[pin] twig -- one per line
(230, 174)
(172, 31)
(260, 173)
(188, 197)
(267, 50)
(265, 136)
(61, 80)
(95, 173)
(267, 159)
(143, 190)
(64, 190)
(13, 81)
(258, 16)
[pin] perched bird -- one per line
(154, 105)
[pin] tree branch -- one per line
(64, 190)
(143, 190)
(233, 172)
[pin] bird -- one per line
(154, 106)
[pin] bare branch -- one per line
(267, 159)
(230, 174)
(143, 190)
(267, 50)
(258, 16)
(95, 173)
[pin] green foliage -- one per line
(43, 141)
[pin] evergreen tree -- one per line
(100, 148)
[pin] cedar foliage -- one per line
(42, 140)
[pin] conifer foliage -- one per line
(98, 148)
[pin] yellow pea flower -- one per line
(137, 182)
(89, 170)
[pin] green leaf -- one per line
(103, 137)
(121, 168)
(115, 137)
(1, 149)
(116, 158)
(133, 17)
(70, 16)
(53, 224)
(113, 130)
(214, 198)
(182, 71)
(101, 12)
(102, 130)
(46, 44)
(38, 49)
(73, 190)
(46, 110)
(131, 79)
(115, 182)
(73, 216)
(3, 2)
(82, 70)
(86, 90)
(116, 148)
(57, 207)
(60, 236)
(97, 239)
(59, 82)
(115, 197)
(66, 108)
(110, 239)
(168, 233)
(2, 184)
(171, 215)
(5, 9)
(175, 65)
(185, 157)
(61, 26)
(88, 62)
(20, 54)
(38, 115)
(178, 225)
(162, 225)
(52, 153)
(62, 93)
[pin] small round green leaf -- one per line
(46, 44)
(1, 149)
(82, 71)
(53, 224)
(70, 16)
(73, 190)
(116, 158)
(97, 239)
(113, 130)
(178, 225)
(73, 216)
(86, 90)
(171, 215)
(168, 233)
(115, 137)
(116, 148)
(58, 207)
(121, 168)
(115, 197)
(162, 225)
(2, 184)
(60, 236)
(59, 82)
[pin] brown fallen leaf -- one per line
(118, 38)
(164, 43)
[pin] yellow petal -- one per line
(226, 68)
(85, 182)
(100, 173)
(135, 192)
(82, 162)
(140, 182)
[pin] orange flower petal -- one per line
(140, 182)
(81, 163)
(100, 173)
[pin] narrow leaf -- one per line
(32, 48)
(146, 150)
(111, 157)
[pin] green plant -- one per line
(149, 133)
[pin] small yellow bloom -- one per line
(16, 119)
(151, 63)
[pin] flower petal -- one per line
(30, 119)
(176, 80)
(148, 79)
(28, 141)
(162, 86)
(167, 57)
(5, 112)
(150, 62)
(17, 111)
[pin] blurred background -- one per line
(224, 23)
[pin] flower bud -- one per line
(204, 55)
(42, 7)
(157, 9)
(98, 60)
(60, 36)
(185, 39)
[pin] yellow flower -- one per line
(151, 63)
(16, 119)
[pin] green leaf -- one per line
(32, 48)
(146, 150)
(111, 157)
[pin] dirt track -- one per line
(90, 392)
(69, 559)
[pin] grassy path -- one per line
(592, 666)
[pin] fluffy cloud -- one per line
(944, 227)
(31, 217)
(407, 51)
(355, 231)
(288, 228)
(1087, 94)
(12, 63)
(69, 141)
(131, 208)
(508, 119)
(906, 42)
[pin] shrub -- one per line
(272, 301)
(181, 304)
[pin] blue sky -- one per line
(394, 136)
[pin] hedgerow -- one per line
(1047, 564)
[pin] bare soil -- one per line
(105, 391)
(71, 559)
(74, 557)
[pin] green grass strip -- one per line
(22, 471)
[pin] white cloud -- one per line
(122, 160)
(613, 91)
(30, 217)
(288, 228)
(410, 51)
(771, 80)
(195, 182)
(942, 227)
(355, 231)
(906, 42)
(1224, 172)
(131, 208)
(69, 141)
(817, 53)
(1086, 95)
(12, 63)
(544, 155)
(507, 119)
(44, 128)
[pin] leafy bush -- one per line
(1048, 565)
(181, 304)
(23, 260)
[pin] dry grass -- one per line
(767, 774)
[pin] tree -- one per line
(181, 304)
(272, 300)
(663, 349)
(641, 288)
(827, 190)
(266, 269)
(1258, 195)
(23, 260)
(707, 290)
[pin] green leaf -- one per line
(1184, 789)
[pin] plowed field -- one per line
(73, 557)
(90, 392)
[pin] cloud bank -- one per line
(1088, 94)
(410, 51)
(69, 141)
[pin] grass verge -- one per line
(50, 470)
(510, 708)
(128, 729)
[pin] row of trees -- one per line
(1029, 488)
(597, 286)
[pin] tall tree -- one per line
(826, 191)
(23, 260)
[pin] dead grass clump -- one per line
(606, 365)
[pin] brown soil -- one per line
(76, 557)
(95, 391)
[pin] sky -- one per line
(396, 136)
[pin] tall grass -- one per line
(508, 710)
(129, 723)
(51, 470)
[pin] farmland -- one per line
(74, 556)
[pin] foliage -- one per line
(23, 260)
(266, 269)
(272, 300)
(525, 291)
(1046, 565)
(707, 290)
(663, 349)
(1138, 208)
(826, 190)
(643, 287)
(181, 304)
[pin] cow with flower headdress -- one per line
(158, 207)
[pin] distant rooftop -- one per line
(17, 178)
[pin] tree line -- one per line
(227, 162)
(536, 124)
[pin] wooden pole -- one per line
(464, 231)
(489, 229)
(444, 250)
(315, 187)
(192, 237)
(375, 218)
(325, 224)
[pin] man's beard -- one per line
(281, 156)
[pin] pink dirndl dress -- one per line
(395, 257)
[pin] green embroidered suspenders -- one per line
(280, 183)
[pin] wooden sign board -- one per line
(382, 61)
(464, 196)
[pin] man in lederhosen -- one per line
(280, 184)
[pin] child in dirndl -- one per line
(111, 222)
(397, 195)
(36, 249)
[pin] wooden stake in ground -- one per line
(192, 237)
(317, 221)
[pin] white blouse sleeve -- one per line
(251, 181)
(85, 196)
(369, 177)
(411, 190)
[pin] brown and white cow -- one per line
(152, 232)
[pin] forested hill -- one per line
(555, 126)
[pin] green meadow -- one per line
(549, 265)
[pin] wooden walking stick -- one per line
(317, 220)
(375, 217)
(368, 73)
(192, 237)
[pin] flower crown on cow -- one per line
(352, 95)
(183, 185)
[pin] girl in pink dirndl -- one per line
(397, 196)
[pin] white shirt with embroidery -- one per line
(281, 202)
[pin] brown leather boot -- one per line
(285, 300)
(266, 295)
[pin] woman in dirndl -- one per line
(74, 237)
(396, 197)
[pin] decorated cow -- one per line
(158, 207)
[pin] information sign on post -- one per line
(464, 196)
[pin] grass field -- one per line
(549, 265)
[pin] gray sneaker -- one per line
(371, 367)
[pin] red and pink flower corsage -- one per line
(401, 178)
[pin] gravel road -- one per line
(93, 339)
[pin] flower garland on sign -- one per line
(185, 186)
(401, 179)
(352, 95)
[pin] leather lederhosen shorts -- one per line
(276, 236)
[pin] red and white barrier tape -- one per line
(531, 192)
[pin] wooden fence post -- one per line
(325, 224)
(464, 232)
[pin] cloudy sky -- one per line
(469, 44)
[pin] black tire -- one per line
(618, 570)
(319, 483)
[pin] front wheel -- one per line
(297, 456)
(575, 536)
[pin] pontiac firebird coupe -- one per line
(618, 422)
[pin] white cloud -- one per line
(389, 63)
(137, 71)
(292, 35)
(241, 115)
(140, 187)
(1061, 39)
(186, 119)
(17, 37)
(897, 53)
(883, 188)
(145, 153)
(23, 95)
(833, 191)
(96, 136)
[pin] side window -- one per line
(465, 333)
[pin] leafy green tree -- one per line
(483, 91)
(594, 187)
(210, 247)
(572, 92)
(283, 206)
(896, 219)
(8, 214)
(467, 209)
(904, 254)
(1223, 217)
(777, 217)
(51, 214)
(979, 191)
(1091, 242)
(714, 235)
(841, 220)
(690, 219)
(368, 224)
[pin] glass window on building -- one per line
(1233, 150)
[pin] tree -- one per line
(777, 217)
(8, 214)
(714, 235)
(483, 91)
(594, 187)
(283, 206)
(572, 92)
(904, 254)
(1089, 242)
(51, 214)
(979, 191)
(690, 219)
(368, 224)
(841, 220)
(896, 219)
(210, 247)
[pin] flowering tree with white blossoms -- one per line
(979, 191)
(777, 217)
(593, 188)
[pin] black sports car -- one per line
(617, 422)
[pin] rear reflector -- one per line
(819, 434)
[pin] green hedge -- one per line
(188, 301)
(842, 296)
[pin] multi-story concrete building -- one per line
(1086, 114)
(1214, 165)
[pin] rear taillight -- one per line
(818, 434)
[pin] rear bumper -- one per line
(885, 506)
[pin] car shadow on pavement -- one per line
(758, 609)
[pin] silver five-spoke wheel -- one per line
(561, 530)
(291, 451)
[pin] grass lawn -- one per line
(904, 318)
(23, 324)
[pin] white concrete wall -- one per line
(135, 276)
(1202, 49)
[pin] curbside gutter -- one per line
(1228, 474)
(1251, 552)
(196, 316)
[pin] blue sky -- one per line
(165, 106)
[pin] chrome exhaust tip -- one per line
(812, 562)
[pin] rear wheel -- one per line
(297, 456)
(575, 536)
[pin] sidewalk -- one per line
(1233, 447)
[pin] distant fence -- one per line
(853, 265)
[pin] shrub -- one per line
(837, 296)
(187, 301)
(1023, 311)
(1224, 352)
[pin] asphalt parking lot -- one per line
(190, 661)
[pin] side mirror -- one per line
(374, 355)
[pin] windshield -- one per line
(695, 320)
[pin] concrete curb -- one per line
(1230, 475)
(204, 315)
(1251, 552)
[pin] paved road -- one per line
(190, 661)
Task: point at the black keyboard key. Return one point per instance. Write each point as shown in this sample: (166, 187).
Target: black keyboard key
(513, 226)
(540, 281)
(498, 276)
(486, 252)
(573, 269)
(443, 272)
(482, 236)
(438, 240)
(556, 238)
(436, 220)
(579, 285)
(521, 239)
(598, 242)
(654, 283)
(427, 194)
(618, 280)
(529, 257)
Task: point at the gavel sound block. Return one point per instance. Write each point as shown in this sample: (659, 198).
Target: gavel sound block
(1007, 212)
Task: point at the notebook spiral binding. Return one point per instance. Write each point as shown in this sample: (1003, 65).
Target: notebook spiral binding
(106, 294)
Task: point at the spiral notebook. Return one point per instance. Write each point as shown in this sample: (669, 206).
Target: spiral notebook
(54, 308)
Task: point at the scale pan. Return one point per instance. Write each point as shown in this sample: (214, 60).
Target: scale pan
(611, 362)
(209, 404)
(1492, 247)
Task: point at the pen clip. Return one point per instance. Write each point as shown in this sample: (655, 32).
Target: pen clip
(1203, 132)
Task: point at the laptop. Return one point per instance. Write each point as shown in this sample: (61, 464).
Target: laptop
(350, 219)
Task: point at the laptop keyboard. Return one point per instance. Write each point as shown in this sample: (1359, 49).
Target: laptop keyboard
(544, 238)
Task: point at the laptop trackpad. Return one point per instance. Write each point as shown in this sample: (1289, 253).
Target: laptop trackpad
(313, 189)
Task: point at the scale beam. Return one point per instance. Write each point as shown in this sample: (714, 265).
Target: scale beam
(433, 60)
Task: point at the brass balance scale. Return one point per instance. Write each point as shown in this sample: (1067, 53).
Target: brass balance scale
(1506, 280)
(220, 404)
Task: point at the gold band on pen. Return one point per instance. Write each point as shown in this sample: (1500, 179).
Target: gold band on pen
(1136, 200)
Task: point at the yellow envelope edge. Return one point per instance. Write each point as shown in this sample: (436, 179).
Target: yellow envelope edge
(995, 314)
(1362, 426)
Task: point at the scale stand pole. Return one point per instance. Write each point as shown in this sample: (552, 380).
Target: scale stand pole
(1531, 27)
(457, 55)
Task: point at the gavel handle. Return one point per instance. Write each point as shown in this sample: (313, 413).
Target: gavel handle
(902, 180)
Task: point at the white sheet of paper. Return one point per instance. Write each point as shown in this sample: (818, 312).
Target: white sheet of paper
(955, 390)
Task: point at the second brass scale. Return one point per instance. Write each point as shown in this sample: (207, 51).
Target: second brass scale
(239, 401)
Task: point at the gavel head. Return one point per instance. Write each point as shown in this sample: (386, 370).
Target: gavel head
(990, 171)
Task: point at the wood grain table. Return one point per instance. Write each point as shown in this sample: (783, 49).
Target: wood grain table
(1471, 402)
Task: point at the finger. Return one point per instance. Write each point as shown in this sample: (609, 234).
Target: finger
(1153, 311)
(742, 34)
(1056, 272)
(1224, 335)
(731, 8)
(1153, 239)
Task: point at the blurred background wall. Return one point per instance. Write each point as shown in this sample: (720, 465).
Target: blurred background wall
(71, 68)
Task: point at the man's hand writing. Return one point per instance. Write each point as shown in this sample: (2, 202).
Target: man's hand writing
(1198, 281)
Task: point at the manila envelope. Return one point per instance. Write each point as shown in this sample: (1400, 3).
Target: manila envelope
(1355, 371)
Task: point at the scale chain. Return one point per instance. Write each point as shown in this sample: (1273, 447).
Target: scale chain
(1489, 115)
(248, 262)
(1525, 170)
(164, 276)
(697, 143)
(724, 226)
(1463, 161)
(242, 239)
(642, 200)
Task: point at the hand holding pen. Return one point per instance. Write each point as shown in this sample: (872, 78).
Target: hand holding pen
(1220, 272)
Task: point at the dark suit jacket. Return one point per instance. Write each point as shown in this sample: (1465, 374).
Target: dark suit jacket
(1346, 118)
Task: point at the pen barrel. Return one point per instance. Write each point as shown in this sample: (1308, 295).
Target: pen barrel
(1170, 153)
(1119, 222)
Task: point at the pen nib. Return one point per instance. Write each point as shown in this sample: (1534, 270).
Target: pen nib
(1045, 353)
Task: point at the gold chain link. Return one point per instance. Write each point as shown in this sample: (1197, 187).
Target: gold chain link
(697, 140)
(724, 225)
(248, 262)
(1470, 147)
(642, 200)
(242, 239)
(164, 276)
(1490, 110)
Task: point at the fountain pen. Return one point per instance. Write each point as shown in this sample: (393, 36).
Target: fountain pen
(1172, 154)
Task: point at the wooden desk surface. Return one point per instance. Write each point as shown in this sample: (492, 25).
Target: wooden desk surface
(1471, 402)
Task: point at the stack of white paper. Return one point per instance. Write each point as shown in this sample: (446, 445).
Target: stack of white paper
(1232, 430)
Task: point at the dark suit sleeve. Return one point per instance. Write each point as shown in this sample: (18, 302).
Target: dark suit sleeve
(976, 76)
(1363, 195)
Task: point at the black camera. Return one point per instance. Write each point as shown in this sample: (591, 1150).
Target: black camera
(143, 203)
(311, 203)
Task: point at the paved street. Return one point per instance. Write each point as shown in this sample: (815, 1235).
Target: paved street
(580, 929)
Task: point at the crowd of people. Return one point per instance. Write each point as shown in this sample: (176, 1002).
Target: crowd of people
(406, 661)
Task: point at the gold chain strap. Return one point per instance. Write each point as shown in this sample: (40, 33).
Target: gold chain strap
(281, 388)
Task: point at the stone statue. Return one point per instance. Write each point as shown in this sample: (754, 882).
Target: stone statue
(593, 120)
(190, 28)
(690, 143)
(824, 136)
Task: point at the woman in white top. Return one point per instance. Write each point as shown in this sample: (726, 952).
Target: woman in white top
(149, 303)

* _What you should do_
Give the lines of the records from the one containing "Task: point at the pen nib." through the one containing "(1490, 110)", inclusive, as a JSON list of strings with one string per line and blank lines left out.

* _Completed exercise_
[
  "Task: point at the pen nib. Return one point per instance. Write each point as shown in this sample: (1534, 270).",
  "Target: pen nib",
  "(1045, 353)",
  "Task: point at the gold chain link. Return one point per instance. Write each point as shown in this sample: (1197, 187).",
  "Target: gold chain link",
  "(697, 140)",
  "(724, 225)",
  "(248, 262)",
  "(1470, 147)",
  "(642, 200)",
  "(242, 239)",
  "(164, 276)",
  "(1490, 110)"
]